■ Tarea ■
Reescala las coordenadas de los puntos de las respuestas: reproduce todas estas líneas, incluidas las solicitudes, y multiplica por 1,4 cada coordenada de las respuestas. Redondea al entero más próximo, con las mitades hacia arriba.

■ Conjunto de datos ■
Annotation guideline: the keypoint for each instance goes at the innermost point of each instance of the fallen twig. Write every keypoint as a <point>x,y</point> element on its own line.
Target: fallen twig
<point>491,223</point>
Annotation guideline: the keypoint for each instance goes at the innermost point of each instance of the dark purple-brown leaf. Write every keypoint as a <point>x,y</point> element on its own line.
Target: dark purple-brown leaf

■ Respuesta correcta ■
Annotation guideline: the keypoint for each instance goes at the innermost point of each instance of the fallen twig. Write every keypoint as a <point>x,y</point> element on its own line.
Target: fallen twig
<point>687,312</point>
Annotation guideline: the keypoint for each instance goes at the innermost point of each instance of the dark purple-brown leaf. Write every keypoint as a <point>x,y</point> element on its own line.
Target: dark purple-brown leaf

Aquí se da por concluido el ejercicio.